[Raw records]
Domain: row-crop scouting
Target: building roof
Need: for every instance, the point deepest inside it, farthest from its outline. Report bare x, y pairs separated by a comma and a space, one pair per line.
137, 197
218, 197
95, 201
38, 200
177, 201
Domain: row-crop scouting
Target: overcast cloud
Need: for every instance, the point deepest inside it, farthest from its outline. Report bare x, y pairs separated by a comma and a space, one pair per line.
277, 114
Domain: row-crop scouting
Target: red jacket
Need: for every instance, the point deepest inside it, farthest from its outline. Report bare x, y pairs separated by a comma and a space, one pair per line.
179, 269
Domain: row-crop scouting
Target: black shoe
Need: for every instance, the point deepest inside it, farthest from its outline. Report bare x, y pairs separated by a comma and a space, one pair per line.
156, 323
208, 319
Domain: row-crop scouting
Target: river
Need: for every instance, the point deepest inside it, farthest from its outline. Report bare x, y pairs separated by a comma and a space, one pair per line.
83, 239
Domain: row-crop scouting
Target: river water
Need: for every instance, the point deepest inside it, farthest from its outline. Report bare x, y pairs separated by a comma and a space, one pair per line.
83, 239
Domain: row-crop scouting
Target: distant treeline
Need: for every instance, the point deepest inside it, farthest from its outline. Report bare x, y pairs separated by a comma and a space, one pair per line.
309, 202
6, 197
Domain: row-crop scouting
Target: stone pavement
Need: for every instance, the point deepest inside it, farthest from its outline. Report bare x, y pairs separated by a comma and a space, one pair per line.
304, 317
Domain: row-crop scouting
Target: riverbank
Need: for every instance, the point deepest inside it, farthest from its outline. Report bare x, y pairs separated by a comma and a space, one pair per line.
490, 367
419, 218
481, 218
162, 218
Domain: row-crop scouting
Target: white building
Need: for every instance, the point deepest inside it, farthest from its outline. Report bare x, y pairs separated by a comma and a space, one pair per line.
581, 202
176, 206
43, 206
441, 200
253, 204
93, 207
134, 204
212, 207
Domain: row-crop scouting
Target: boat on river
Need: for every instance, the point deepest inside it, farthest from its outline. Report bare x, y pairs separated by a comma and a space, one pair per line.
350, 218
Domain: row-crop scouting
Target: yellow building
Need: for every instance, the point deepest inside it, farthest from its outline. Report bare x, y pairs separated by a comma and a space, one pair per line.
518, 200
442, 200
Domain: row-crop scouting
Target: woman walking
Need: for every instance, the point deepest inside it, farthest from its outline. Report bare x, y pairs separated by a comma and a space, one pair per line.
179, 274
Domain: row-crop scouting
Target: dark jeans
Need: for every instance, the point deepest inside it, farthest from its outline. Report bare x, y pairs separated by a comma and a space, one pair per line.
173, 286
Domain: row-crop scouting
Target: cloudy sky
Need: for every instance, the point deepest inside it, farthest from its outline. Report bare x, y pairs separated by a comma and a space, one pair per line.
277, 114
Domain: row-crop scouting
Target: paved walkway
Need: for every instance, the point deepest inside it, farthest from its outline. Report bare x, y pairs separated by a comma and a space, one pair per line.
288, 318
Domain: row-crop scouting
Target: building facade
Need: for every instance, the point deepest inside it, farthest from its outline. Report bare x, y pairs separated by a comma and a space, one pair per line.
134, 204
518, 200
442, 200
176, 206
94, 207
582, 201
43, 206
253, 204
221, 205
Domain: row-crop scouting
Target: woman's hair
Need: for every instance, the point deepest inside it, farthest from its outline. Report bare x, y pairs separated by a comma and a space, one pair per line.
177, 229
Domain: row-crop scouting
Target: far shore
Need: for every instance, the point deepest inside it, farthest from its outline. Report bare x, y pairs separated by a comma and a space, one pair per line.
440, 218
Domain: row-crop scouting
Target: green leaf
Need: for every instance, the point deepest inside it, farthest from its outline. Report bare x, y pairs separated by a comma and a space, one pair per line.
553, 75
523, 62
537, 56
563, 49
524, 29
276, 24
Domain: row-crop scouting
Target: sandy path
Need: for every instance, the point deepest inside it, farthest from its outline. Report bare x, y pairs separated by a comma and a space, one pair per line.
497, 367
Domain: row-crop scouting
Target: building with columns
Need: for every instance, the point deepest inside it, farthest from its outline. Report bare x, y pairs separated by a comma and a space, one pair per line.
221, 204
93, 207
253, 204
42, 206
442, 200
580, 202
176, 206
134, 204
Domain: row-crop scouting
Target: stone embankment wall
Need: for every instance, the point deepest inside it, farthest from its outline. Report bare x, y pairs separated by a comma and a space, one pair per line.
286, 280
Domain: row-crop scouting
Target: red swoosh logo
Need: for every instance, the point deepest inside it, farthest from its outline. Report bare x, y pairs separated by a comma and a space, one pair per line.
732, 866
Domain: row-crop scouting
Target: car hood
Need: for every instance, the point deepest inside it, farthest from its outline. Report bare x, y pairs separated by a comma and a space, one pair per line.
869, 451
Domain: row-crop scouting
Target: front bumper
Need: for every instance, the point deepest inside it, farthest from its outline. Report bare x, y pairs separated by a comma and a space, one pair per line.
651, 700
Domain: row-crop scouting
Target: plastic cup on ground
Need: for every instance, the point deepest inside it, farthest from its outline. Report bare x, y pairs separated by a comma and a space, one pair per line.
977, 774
...
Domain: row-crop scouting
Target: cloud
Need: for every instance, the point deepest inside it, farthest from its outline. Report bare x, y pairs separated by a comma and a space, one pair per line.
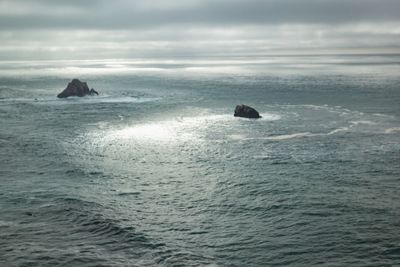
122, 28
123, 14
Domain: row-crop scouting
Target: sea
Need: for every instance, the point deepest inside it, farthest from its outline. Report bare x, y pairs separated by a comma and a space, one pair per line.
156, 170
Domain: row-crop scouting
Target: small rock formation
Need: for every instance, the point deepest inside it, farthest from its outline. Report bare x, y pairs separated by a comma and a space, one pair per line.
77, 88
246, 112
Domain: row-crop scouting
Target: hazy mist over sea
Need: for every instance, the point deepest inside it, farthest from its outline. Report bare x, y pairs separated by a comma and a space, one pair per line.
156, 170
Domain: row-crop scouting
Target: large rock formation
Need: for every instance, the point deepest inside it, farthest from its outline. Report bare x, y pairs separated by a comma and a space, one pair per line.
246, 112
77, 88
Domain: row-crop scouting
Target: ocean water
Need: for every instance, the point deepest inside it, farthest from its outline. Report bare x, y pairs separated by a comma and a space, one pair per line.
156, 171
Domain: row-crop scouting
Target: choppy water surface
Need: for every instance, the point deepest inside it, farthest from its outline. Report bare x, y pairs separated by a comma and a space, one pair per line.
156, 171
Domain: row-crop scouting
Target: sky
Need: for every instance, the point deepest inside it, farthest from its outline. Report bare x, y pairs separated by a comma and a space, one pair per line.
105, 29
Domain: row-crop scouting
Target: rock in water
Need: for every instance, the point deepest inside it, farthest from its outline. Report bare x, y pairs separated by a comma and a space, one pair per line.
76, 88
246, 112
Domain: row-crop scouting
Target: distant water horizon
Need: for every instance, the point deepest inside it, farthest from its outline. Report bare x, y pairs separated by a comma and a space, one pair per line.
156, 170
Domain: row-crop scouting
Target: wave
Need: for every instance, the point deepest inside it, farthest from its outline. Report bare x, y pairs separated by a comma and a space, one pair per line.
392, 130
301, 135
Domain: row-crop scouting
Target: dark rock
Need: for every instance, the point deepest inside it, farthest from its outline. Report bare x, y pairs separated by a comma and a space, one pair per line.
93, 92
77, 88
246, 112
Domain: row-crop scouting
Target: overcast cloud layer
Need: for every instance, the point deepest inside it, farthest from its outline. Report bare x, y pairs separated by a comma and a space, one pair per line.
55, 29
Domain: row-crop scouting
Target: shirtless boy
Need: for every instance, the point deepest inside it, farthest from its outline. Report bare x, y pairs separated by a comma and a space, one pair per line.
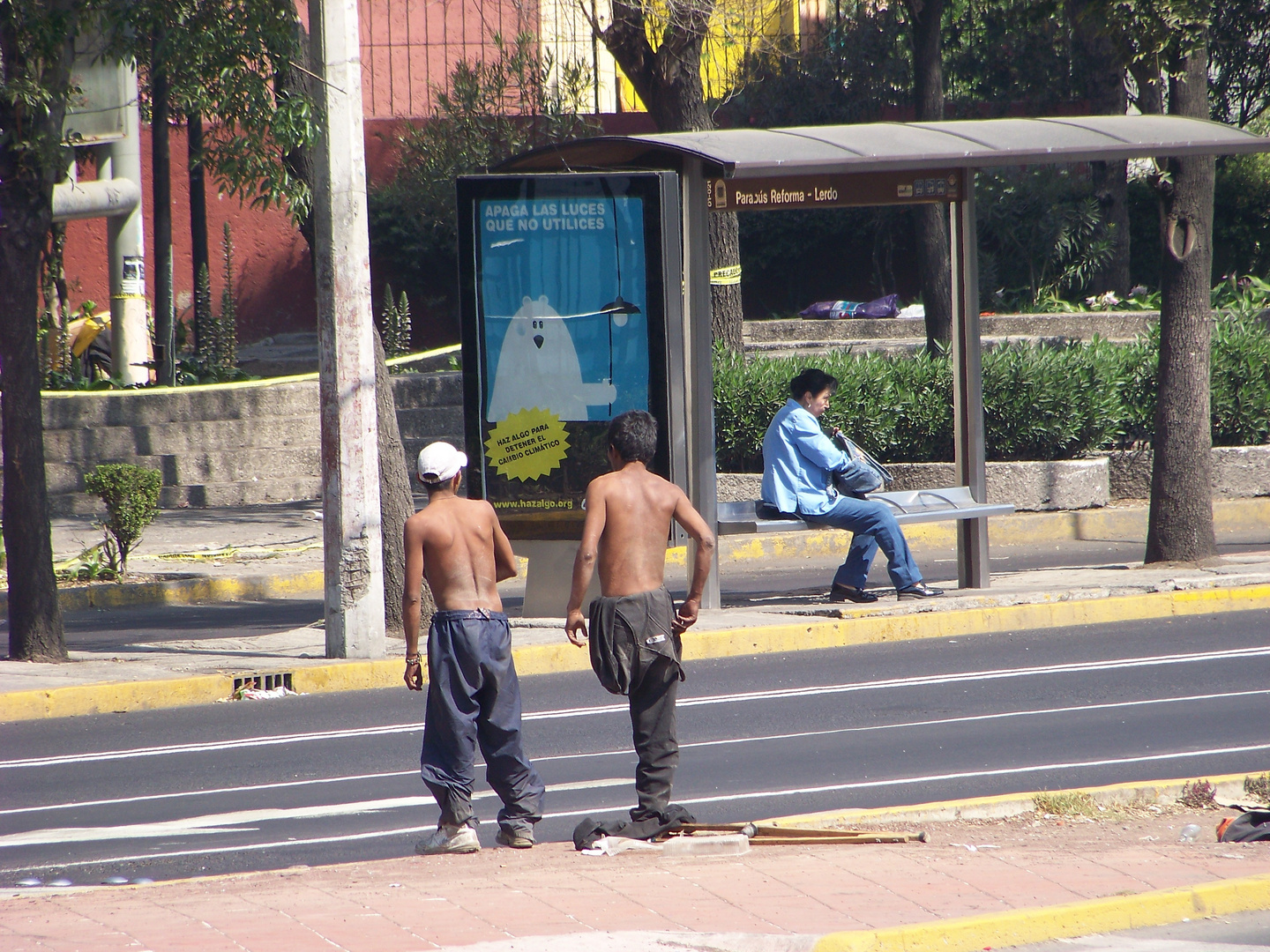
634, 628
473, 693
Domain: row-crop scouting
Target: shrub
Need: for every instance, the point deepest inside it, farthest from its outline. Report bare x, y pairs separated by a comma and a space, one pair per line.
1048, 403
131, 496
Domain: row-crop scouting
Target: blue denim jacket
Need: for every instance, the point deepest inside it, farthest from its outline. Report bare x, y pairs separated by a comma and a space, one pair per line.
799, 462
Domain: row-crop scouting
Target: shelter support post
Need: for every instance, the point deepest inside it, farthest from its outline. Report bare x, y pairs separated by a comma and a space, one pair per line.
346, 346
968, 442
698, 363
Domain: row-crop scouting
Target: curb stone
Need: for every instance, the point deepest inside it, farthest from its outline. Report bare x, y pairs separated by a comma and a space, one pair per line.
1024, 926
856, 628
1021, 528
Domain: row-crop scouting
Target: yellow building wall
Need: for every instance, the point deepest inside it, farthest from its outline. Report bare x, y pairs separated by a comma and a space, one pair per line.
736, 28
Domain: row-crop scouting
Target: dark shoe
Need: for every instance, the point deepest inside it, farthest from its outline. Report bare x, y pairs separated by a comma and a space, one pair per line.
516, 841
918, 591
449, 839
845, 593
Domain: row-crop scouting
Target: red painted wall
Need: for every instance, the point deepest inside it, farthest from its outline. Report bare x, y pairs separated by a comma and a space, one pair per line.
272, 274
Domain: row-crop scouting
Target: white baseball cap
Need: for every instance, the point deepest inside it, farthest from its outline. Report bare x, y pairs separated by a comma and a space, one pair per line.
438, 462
* * *
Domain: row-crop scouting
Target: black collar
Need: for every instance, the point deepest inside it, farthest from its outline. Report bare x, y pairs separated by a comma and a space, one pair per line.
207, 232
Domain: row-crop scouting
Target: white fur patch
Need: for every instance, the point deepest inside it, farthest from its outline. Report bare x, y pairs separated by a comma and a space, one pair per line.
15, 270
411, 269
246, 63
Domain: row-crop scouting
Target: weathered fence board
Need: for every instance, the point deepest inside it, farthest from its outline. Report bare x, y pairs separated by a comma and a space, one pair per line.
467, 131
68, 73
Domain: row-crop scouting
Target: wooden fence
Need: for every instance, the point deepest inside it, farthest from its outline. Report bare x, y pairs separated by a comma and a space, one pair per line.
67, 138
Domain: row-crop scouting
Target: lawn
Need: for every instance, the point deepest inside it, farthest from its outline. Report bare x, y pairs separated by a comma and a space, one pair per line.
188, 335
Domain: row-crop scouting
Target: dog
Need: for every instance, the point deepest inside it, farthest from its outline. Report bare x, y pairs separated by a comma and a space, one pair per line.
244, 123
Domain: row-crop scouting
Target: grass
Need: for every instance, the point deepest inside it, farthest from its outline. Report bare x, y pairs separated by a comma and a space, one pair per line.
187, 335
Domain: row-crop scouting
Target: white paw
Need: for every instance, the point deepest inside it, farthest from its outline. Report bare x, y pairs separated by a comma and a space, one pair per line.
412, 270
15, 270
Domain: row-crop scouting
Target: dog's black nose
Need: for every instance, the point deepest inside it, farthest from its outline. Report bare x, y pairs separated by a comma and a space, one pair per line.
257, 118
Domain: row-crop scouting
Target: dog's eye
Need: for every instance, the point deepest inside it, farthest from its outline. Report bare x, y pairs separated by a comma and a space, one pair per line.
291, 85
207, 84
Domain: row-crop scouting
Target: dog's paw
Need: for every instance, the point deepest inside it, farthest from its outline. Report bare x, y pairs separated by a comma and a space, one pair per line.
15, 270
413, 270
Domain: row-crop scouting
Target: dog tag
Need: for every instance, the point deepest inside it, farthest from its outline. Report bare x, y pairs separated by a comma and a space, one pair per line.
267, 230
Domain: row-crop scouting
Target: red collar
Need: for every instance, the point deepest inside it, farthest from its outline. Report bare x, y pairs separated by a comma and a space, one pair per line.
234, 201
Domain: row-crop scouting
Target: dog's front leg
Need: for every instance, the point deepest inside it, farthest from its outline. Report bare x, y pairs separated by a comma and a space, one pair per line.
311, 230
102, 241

(The exercise):
Pull out every line of the data above that contains the string "building".

(Response):
Target: building roof
Target: white building
Target: yellow building
Target: building facade
Target: building with columns
Target: yellow building wall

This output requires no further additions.